> [EXERCISE DETAILS]
Rewrite the records below with "field scouting" renamed to "crop survey" everywhere it appears, keeping everything else the same.

> [EXTRACTED RECORDS]

┌──

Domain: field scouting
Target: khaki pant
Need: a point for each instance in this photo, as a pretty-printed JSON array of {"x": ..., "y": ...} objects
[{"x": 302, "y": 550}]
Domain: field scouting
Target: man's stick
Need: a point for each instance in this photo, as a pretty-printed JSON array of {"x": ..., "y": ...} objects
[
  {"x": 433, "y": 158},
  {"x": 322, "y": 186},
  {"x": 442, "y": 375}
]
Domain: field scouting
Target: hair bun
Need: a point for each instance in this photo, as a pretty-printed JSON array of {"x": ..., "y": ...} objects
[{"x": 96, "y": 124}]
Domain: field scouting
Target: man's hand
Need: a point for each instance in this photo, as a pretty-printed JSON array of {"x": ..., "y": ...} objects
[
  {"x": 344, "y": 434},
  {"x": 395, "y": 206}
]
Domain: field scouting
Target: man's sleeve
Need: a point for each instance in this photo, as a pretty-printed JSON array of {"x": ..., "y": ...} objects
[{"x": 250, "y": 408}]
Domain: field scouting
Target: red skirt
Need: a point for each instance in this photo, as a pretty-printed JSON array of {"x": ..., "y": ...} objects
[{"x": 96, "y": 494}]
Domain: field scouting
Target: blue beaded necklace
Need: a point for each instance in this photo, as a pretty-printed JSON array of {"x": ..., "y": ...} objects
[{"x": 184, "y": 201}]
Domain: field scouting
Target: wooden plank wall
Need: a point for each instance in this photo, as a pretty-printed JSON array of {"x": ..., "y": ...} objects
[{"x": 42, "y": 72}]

└──

> [OUTPUT FOR THIS EXERCISE]
Domain: crop survey
Target: khaki pant
Need: a point for each instance in this photo, as a pretty-printed JSON array of {"x": ..., "y": ...} objects
[{"x": 302, "y": 550}]
Domain: crop survey
Target: man's stick
Need: a point for each instance in this photo, as a pretty-printed JSON array of {"x": ..., "y": ...} objects
[
  {"x": 433, "y": 158},
  {"x": 322, "y": 186},
  {"x": 442, "y": 375}
]
Domain: crop survey
Target: hair bun
Need: a point for each instance in this photo, as a pretty-printed JSON array of {"x": ..., "y": ...} objects
[{"x": 96, "y": 124}]
Domain: crop survey
Target: man's hand
Need: a point for each instance in this photo, as a pretty-printed JSON array of {"x": ..., "y": ...} objects
[
  {"x": 344, "y": 434},
  {"x": 395, "y": 206}
]
Domain: crop survey
Target: man's sleeve
Need: a point for each instance in this photo, as a pretty-printed JSON array of {"x": ..., "y": ...} objects
[{"x": 250, "y": 408}]
Domain: crop survey
Target: red skirt
Need: a point for each instance in this photo, as a pretty-printed JSON array of {"x": ..., "y": ...} objects
[{"x": 96, "y": 494}]
Domain: crop survey
Target: blue beaded necklace
Need: a point for each instance in this photo, as a pretty-printed JSON array of {"x": ..., "y": ...} objects
[{"x": 184, "y": 201}]
Domain: crop survey
Target: wooden plank wall
Need: a point for each instance in this photo, as a pretty-printed JSON array of {"x": ..., "y": ...} objects
[{"x": 42, "y": 72}]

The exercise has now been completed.